[Text excerpt]
>>>

Sanjay Mohe on Practice of Architecture in India

In a discussion with Sanjay Mohe, Principal, Mindspace Architects, we explore the relationship between architecture and the specific peculiarities of the Indian landscape to try and decipher a unique way of seeing that is at the core of our experience of the built environment in India.


Q: You practise architecture in India – a landscape of great diversity and multiple cultures. What do you think is unique about practising in India?

Sanjay Mohe [SM]: The immediate idea that comes to my mind is about multi-functionality. We have grown up with limited resources and a large number of people. We learn to share things right from childhood in a kind of a joint family system. In conditions of limited resources, the living room becomes a bedroom in the night. We have learned to play cricket with four matches in one field without any confusion. In India, we know how to handle these multi-functionalities. And that is what comes through as a very strong point while designing. There is a possibility of laying things on top of each other and seeing them change.

The second important idea is the understanding of our unique body language. If you compare it with the West where there is a discipline, in India, even while driving on the road, we just have eye contact with the person driving in the opposite direction and just by that connection, you know whether he is going to turn left or right. Everything happens smoothly. There is some kind of an underlying system that only we understand through this body language. Many times, there is no precise yes or no. ‘Maybe’ happens and there are a lot of ambiguities, there are a lot of shades in between. This ambiguity gives us a lot of space to play with different layers.

Our culture is about absorption, not about elimination. So, when you really start looking at our culture, we like to assimilate a lot of things, you know, we have memories latched on to everything. For example, we design some very sophisticated research labs, but we still have to follow Vastu. Sometimes, the discussion is about logic versus sentiments or technology against faith. And that is where we spend a lot of time in an act of balancing. These aspects of working in India are fairly vibrant and this directly or indirectly affects one’s work all the time.

Q: What are the core ideas that form the philosophical structure of Mindspace, your practice?

<<<

[Record extracts]
>>>

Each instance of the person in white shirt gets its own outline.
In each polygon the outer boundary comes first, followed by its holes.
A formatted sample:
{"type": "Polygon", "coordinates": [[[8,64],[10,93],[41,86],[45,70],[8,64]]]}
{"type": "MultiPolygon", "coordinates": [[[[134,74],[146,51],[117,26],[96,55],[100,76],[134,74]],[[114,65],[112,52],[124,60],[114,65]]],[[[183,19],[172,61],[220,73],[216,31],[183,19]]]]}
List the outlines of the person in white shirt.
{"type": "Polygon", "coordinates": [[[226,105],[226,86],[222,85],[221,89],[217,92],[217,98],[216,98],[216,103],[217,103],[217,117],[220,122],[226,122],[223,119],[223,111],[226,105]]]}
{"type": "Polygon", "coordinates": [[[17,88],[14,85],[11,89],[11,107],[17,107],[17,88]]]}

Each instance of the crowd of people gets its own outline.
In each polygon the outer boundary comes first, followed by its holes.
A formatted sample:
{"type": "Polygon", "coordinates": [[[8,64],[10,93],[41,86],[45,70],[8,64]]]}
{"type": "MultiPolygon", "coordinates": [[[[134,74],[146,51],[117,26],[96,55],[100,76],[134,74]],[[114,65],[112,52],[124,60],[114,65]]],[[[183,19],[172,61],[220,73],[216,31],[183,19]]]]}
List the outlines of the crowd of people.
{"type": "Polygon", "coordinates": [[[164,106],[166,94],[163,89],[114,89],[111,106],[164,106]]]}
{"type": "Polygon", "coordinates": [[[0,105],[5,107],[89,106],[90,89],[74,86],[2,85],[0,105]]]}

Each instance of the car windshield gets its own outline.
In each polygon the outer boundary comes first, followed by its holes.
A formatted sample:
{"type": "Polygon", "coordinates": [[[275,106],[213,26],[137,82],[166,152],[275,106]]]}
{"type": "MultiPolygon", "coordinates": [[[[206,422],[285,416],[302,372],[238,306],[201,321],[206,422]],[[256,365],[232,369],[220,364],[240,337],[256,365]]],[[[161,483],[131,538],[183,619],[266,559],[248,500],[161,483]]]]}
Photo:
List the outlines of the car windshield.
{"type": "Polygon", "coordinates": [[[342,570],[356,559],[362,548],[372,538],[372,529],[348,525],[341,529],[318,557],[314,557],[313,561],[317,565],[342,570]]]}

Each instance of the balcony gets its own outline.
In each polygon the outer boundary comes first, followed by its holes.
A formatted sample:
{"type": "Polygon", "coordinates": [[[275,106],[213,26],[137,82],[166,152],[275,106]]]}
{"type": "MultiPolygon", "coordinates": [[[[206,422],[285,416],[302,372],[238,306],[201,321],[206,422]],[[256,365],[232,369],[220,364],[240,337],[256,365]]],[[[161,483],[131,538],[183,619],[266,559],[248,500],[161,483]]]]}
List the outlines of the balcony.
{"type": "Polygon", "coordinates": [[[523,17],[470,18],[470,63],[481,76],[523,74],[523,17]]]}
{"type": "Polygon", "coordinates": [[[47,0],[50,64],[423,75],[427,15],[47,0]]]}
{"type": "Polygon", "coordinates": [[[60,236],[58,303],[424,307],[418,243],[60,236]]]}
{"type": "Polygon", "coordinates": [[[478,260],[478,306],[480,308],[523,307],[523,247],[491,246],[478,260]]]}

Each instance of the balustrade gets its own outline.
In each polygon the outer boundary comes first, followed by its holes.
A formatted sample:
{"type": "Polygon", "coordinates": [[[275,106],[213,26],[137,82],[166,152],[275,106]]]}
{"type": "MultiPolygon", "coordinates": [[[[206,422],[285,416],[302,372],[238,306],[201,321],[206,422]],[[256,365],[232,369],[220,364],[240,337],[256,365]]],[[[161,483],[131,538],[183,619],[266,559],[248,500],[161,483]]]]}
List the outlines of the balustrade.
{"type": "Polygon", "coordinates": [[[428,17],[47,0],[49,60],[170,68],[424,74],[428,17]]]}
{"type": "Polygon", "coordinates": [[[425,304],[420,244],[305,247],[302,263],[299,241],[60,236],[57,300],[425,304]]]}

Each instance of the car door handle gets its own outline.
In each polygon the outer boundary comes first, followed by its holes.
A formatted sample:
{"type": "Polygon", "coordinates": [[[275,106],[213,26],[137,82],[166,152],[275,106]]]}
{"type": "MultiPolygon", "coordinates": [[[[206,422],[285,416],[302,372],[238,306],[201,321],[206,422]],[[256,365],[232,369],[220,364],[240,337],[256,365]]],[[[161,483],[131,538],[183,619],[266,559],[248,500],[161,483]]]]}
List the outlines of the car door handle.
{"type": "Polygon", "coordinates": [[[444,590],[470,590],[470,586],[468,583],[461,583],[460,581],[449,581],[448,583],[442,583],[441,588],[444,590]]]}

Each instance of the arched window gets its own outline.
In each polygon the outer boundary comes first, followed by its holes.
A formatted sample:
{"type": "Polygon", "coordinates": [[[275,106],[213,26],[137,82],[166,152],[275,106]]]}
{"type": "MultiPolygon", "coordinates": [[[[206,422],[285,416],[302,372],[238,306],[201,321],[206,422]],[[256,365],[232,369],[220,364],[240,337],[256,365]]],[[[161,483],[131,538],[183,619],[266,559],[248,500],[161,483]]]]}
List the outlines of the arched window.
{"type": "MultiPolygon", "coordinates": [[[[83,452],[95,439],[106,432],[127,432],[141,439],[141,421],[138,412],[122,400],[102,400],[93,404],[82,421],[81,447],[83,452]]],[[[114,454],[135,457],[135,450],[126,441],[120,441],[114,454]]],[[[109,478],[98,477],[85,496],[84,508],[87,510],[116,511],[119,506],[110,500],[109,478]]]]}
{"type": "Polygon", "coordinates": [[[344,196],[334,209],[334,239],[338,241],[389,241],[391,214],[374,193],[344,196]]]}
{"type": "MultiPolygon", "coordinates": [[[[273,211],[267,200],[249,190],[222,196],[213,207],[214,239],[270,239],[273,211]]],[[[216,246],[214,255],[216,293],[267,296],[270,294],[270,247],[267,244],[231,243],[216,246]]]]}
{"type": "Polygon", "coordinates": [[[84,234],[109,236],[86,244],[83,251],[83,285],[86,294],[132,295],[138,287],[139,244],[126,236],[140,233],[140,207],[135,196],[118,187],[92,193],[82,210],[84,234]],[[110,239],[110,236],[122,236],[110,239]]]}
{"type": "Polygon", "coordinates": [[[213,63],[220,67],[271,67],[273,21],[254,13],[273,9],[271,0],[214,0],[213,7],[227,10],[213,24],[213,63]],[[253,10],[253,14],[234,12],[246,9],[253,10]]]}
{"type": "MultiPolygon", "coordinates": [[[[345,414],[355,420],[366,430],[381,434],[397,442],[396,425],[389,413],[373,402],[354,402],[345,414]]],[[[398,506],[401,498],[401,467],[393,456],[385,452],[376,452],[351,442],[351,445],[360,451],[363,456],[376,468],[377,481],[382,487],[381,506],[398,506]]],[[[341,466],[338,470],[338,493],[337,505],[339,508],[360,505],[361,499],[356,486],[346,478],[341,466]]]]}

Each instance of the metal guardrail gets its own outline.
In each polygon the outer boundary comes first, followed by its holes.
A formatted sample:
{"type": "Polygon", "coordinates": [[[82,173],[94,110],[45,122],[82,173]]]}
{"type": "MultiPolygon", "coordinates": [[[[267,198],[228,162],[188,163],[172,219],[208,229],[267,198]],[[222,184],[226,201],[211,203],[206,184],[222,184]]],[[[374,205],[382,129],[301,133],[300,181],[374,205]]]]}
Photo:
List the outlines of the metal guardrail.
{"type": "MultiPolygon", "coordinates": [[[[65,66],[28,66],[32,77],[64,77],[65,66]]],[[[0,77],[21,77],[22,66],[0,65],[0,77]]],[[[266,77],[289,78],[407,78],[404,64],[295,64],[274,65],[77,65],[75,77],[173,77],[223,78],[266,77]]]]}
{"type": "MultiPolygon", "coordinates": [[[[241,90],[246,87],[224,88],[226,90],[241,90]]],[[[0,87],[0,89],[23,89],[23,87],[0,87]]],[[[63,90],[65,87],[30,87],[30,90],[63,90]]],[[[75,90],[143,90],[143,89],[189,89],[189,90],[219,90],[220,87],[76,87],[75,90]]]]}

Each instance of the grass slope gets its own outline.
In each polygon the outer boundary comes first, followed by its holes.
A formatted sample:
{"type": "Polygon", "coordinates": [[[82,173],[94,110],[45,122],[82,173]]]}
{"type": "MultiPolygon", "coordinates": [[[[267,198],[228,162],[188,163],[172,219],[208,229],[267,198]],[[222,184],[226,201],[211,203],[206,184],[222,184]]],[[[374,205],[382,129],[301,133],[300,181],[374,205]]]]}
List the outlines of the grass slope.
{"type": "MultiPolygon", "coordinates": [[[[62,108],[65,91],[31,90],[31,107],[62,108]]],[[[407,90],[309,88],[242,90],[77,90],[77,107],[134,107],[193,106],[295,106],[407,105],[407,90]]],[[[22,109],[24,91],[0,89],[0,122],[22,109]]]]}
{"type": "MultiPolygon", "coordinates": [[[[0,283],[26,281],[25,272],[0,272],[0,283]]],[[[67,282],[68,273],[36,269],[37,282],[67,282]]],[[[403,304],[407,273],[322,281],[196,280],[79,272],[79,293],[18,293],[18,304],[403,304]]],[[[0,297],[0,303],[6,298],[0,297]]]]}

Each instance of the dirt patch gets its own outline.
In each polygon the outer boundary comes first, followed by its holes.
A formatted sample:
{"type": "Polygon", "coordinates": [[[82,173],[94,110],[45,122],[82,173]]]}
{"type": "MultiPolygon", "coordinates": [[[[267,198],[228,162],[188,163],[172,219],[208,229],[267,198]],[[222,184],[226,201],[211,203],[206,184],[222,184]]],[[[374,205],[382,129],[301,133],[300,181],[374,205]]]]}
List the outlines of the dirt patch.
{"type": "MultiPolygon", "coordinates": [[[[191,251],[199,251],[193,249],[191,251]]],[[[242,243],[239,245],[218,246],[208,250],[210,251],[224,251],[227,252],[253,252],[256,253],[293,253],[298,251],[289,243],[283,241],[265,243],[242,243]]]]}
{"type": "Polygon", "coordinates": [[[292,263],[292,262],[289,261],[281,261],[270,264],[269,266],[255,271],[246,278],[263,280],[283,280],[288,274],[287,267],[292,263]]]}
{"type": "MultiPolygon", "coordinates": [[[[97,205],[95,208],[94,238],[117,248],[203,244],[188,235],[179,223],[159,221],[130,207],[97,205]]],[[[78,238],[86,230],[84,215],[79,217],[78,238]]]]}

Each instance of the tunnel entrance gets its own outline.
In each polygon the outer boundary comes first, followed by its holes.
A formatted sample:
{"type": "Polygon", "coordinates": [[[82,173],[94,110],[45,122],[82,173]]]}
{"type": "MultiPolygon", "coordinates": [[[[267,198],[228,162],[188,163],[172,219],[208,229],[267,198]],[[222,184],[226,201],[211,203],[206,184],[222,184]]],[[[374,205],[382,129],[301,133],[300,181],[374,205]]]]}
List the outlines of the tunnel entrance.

<<<

[Challenges]
[A] In the interview with Sanjay Mohe, what does the living room become at night when resources are limited?
[B] Reproduce the interview with Sanjay Mohe from "Q: You practise" to "seeing them change.", swapping "cricket" for "football".
[C] Go on with the interview with Sanjay Mohe from the point where it stops.
The records aren't needed for any of this.

[Responses in order]
[A] A bedroom.

[B]
Q: You practise architecture in India – a landscape of great diversity and multiple cultures. What do you think is unique about practising in India?

Sanjay Mohe [SM]: The immediate idea that comes to my mind is about multi-functionality. We have grown up with limited resources and a large number of people. We learn to share things right from childhood in a kind of a joint family system. In conditions of limited resources, the living room becomes a bedroom in the night. We have learned to play football with four matches in one field without any confusion. In India, we know how to handle these multi-functionalities. And that is what comes through as a very strong point while designing. There is a possibility of laying things on top of each other and seeing them change.

[C]
SM: Actually, the question is not so much about a defined philosophy but about the values. The way one has been brought up with certain values which if you actually start listing down, it might sound very mundane, even naive. But there are so many things that are intrinsic to this value-system; it starts from your body language, the way you respect elders and to the ideas of truth and honesty. These values and beliefs become a part of you and subconsciously get carried into architecture, reflect as simplicity, respect, care and humility.

Even in the office, we do not discuss this explicitly but knowingly or unknowingly, all of us are following a similar value system. That is why we are together. The central idea is to enjoy the process of creation. We have a lot of fun. We work very hard and we party hard. We strive to keep things more open-ended rather than defined. I think that is how we get the most out of the studio process work because things are open to questioning. We want our studio to be a place of learning with a spirit of enquiry. An important aspect of our work at Mindspace is to be able to learn from nature as much as possible – it never goes out of fashion. I believe that one can discover all the principles of life just through studying nature.

Q: You have talked about light as a material. Can you tell us the significance of light in your work?

SM: In the Northern hemisphere, the sunlight is more horizontal whereas, in tropics, it is more vertical. Hence as a response, we have a series of courtyards and one can see a clear sequence of light and shade. We also have a multitude of backdrops. Light in Rajasthan is vibrant and we can observe how it interacts with rough mud walls with great prominence. The fine carvings of Jaisalmer work as reliefs casting their own shadows, keeping the walls cool. A small internal court allows the right amount of light to illuminate surrounding rooms and keeps the heat away.

Whereas in Kerala, the roofs go all the way down very close to the ground and you take the reflected light into the space. Each culture has a different response to light. We also keep working with light as the architecture becomes very static without changing light. Our work considers these soft transitions and subtle modulations from outside to inside. This makes our architecture layered. With light, one can play with the transitions and sequence just like the temples of ancient India where the light intensity changes making way for darkness as one approaches the ‘Garbhagriha’ – the darkest and therefore seemingly infinite sanctum. One can weave the whole story of the building in this sequence – a space with emotional qualities and as you change the sequence, the associated emotion changes. The process involves taking a dark cube and puncturing it to bring in those rays of light. For me, it is not just about light – it is about darkness as well. It is important to create darkness to feel the presence of light.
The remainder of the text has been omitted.